**Jobs**
- a) The passage below on comparing classifiers names several statistical tests. List every one of those tests.
- b) In the passage below on comparing classifiers, rewrite the paragraph that begins "3) The choice of significance tests" as a shorter paragraph that keeps its main facts.
- c) Write the next part of the passage below on comparing classifiers, continuing after its final sentence.

── Passage given ──

Finally, for clarity we will repeat our explanation in Section III-F as to why we have a single train/test split in the archive. Publishing the results of both ED and DTW distance on a single deterministic split provides researchers a useful sanity check, before they perform more sophisticated analysis [33]–[35].

3) *The choice of significance tests:* Whether through a single train/test split or through re-sampling then averaging, you now arrive at a position of having multiple accuracy estimates for each classifier. The core question is, are there significant differences between the classifiers? In the simpler scenario, suppose we have two classifiers, and we want to test whether the differences in average accuracy is different from zero. There are two alternative hypothesis tests that one could go for, a paired two-sample t-test [36] for evidence of a significant difference in mean accuracies or a Wilcoxon signed-rank test [37], [38] for differences in median accuracies. Generally, machine learning researchers favor the latter. However, it is worth noting that many of the problems identified with parametric tests in machine learning derive from the problem of too few data sets, typically twenty or less. With more than 30 data sets, the central limit theorem means these problems are minimized. Nevertheless, we advise using a Wilcoxon signed-rank test with a significance level of  $\alpha$  set at or smaller than 0.05 to satisfy reviewers.

What if you want to compare multiple classifiers on these data sets? We follow the recommendation of Demšar [33] and base the comparison on the ranks of the classifiers on each data set rather than the actual accuracy values. We use the Friedmann test [39], [40] to determine if there were any statistically significant differences in the rankings of the classifiers. If differences exist, the next task is to determine where they lie. This is done by forming cliques, which are groups of classifiers within which manifest significant difference. Following recent recommendations in [41] and [34], we have abandoned the Nemenyi post-hoc test [42] originally used by Demšar [33]. Instead, we compare all classifiers with pairwise Wilcoxon signed-rank tests and form cliques using the Holm

correction, which adjusts family-wise error less conservatively than a Bonferonni adjustment [43]. We can summarize these comparisons in a critical difference diagram such as Fig. 4.

───
── Given data ──

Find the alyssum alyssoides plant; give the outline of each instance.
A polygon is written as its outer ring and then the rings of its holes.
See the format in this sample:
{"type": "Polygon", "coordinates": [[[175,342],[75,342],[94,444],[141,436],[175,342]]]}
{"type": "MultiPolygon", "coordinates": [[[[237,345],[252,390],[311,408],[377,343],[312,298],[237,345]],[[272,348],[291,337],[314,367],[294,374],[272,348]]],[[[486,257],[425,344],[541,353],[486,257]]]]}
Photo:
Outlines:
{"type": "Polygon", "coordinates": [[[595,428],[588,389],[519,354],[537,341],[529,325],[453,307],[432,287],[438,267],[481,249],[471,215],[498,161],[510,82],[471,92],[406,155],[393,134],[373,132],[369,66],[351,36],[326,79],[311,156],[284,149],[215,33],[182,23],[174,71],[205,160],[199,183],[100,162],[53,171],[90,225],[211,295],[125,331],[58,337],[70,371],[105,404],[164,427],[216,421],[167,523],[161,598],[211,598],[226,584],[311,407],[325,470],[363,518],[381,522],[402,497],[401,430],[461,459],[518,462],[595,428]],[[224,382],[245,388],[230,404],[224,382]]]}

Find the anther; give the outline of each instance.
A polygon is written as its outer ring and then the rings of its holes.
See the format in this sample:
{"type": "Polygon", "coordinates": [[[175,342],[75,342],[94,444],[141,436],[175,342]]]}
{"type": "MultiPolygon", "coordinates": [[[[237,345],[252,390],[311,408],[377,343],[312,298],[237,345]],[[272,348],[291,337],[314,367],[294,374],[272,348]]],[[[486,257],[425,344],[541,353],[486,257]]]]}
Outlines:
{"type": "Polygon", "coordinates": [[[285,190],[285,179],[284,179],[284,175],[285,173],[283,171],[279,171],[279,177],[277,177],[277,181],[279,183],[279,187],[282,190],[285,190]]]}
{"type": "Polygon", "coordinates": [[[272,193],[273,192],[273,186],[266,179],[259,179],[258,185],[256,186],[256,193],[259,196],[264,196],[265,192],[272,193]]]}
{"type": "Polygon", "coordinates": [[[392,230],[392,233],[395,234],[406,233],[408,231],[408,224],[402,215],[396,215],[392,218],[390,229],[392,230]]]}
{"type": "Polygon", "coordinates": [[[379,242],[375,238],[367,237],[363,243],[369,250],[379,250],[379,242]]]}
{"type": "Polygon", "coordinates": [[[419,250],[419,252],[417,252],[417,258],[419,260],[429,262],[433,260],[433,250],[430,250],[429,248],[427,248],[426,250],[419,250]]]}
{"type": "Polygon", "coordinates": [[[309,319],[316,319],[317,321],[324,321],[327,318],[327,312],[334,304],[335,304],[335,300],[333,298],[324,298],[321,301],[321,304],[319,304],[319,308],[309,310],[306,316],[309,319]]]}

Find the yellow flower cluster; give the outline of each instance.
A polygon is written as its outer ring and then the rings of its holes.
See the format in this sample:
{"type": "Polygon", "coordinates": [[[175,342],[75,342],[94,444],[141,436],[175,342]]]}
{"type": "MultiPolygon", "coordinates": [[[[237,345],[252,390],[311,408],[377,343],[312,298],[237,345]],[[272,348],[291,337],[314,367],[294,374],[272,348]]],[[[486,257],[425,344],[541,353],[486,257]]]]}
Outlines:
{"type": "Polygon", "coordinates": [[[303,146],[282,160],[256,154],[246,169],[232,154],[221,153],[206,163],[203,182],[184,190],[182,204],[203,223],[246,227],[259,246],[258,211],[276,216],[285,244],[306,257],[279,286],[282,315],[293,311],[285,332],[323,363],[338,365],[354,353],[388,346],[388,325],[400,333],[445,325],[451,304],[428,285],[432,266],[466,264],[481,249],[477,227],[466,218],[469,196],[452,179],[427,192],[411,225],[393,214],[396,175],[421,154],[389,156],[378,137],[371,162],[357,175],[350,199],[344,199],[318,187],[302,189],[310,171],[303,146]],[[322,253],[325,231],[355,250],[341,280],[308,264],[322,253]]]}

───

**Responses in order**
- a)
- Paired two-sample t-test
- Wilcoxon signed-rank test
- Friedmann test
- Nemenyi post-hoc test

- b) Whether accuracy estimates come from a single train/test split or from re-sampling and averaging, the question is whether classifiers differ significantly. To compare two classifiers, one can use a paired two-sample t-test on mean accuracies or a Wilcoxon signed-rank test on median accuracies. Machine learning researchers generally prefer the Wilcoxon test. The problems with parametric tests mostly stem from using too few data sets, typically twenty or fewer. With more than 30 data sets, the central limit theorem minimizes those problems. The authors still advise a Wilcoxon signed-rank test with α at or below 0.05 to satisfy reviewers.

- c)
Fig. 4. Critical difference for MPdist distance against four benchmark distances. Figure credited to Gharghabi et al. [44]. We can summarize this diagram as follow: RotF is the best performing algorithm with an average rank of 2.2824; there is an overall significant difference among the five algorithms; there are three distinct cliques; MPdist is significantly better than ED distance and not significantly worse than the rest.

Fig. 4 displays the performance comparison between MPdist, a recently proposed distance measure and other competitors [44]. This diagram orders the algorithms and presents the average rank on the number line. Cliques of methods are grouped with a solid bar showing groups of methods within which there is no significant difference. According to Fig. 4, the best ranked method is Rotation Forest (RotF), however, it is not statistically better than the other two methods in its clique, CVDTW and MPdist.

### C. A Checklist

We propose the following checklist for any researcher who is proposing a novel time series classification/clustering technique and would like to test it on the UCR Archive.

1. 1) Did you test on *all* the data sets? If not, you should carefully explain why not, to avoid the appearance of cherry picking. For example, “*we did not test on the large data sets, because our method is slow*” or “*our method is only designed for ECG data, so we only test on the relevant data sets*”.
2. 2) Did you take care to optimize all parameters on just the training set? Producing a Texas Sharpshooter plot is a good way to visually confirm this for the reviewers [45]. Did you perform an appropriate statistical significance test? (see Section V-B3)
3. 3) If you are claiming your approach is better due to property X, did you conduct an ablation test (lesion study) to show that if you remove this property, the results worsen, and/or, if you endow an otherwise unrelated approach with this property, that approach also improves?
4. 4) Did you share your code? Note, some authors state in their submission, something to the effect of “*We will share code when the paper gets accepted*”. However, sharing of documented code at the time of submission is the best way to imbue confidence in even the most cynical reviewers.
5. 5) If you modified the data in any way (adding noise, smoothing, interpolating, etc.), did you share the modified data, or the code, with random seed generator, that would allow a reader to exactly reproduce the data.## VI. THE NEW ARCHIVE

On January 2018, we reached out about forty researchers soliciting ideas for the new UCR Time Series Archive. They are among the most active researchers in the time series data mining community, who have used the UCR Archive in the past. We raised the question: “*What would you like to see in the new archive?*”. We saw a strong consensus on the following needs:

- • Longer time series
- • Variable length data sets
- • Multi-variate data sets
- • Information about the provenance of the data sets

Some researchers also wish to see the archive to include data sets suitable for some specific research problems. For example:

- • data sets with highly unbalanced classes
- • data sets with very small training set to benchmark data augmentation techniques

Researchers especially raised the need for bigger data sets in the era of big data.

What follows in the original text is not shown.